• _Extrait du document_:
En 2011, les gros malins du parquet antiterroriste de Paris se déclarent incompétents, tout penauds de n’avoir pu trouver la preuve accablante qu’un attentat se préparait dans les cuisines des squats locaux. La fin de l’instruction est alors confiée au tribunal de Grande Instance de Chambéry, qui accepte la levée de tous les contrôles judiciaires, sauf celui de Mike.

Enfin, une convocation tombe pour le 25 mai, toute la journée, devant un tribunal correctionnel de Chambéry.

C’est là qu’on voudrait inviter celles/ceux qui le voudront à faire le déplacement, soit pour assister aux audiences, soit pour prendre le temps de marquer un soutien devant le Tribunal. Il y aura des tables d’infos, une soupe végétalienne, des occasions d’échanger, de se rencontrer, de faire du bruit sur une place lisse et raide comme la Justice.

La cour devra statuer sur la responsabilité de Raphaël, William et Joris, accusés de « destruction ou soustraction des documents ou objets de nature à faciliter la découverte d’un crime en vue de faire obstacle à la manifestation de la vérité, la recherche de preuves ou la condamnation des coupables », tandis que Mike devra répondre des faits de « fabrication d’engin explosif et d’élément ou substance destinés à entrer dans la composition du produit explosif, la détention de produit explosif ainsi que la détention de substance ou produit explosif ou d’éléments destinés à composer un engin explosif ».

Tout ça c’est très factuel, mais il n’est sans doute pas inutile de rappeler le contexte. Ce petit rappel en introduction n’a pas pour but de dresser un tableau candide de l’innocence éventuelle de nos camarades prévenus dans cette affaire, il s’agit d’un appel à venir soutenir des amis, des proches, des compagnons qui, déjà frappés par la tragédie de la mort d’une amie proche, se sont vu pendant quelques années devenir les objets de la machine policière et judiciaire à briser les liens et les solidarités. À partir d’un fait divers, il aura suffi de quelques connexions entre des fichiers pour qu’une armada de flics et de juges viennent décider, pour des mois, voire des années, de la suite d’existences, qui devaient se voir nivelées et normalisées pour faire leurs preuves et prouver l’intention des prévenus de se présenter devant le tribunal qui jugerait de leurs fautes. Parce que « suspectes » par la façon dont elles sont menées (vie collective en squat, absence de travail salarié pour certains, participation à des luttes sociales ou à des rassemblement surveillés, lectures subversives, liens supposés ou réels avec des personnes concernées par d’autres affaires…).

• _Consignes_:
Répondez brièvement à ces questions sur l'extrait.
(a) En 2011, à quel tribunal la fin de l'instruction est-elle confiée ?
(b) Pour quelle date la convocation devant le tribunal correctionnel est-elle fixée ?
(c) Quelle soupe sera servie devant le Tribunal ?

• _Données fournies_:

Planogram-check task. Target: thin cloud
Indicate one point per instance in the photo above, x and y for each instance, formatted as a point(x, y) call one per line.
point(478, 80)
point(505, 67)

• _Réponse_:
(a) Au tribunal de Grande Instance de Chambéry.
(b) Pour le 25 mai, toute la journée.
(c) Une soupe végétalienne.